DIRECTIONS: How many of the lines below contain the string "pavement", where case counts? Reply with only the number.

.....

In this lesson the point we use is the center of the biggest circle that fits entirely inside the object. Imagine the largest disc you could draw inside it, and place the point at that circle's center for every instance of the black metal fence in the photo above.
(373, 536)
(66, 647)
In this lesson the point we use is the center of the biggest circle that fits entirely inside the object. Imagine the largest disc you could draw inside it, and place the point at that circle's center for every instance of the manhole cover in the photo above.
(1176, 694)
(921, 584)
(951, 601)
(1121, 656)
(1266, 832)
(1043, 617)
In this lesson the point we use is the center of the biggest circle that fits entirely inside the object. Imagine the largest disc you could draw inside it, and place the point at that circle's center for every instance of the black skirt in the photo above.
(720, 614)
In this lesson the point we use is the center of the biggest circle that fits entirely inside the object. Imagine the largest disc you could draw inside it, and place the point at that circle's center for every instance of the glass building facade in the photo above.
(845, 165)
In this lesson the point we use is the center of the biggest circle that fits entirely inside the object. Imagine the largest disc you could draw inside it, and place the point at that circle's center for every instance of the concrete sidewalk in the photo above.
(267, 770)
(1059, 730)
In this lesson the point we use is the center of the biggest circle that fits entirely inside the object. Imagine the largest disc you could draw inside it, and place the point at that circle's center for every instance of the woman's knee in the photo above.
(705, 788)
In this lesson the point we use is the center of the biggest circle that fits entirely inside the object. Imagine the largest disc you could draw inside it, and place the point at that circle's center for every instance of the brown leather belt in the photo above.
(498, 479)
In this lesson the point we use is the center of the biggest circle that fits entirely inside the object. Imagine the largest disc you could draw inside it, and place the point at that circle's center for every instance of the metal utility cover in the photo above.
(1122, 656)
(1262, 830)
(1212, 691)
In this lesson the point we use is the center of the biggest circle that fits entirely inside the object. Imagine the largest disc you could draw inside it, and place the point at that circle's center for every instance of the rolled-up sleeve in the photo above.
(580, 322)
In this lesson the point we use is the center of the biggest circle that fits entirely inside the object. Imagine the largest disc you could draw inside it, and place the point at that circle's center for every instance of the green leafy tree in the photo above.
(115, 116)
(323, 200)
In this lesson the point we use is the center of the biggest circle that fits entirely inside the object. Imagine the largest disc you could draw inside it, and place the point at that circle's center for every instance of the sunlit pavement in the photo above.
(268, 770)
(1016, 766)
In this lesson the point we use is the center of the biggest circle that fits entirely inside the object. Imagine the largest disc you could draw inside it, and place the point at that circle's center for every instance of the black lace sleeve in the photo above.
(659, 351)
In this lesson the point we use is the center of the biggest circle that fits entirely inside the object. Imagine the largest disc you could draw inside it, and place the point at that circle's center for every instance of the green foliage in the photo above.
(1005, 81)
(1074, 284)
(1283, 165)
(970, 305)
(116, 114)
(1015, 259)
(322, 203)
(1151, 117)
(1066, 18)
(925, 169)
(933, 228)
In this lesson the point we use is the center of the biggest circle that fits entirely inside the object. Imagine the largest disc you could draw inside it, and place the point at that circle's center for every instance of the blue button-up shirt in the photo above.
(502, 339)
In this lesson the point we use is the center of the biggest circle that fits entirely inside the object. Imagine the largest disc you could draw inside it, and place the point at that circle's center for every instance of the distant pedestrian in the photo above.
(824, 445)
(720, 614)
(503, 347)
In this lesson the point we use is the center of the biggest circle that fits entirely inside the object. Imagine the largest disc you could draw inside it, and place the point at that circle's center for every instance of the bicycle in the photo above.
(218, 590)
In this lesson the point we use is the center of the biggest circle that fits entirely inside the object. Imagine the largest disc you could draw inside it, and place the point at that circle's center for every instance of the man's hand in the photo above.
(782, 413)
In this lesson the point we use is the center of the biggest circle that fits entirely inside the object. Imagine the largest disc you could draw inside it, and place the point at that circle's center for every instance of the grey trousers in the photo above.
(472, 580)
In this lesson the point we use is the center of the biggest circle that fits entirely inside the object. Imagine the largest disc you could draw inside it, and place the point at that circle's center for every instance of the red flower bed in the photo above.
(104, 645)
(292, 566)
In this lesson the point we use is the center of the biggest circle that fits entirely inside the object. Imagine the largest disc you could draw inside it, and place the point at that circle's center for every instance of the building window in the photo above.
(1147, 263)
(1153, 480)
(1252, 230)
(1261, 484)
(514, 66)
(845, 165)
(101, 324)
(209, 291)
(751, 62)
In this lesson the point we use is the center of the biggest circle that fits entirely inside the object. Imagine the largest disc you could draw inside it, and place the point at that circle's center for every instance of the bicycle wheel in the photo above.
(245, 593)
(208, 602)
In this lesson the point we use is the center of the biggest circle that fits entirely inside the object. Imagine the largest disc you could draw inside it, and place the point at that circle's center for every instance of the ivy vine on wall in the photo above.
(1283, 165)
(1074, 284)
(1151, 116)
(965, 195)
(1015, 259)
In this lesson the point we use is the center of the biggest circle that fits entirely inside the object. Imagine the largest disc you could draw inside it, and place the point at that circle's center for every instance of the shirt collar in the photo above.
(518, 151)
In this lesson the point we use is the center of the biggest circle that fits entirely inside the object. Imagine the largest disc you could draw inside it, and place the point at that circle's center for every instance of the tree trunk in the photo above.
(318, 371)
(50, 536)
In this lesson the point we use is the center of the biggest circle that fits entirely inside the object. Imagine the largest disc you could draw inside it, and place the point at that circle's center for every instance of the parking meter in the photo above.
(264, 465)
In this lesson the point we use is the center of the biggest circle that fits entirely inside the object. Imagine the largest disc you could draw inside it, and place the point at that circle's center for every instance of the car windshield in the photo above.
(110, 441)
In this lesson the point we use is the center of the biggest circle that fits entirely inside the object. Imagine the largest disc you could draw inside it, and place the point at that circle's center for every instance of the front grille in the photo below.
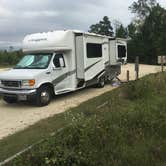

.....

EXERCISE ANSWER: 1